- [WORK TO DO]:
Copy each of the following records word for word, with nothing changed.

- [SOURCE MATERIAL]:
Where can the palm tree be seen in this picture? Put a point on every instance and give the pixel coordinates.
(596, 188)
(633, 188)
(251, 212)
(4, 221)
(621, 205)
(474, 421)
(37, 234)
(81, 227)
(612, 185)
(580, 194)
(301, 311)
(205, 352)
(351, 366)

- [FULL OUTPUT]:
Where can the palm tree be seen in this picture? Put a point on every instance and give the pixel coordinates.
(596, 188)
(633, 188)
(251, 212)
(4, 221)
(621, 205)
(474, 421)
(37, 234)
(81, 227)
(612, 185)
(580, 194)
(301, 311)
(205, 352)
(351, 366)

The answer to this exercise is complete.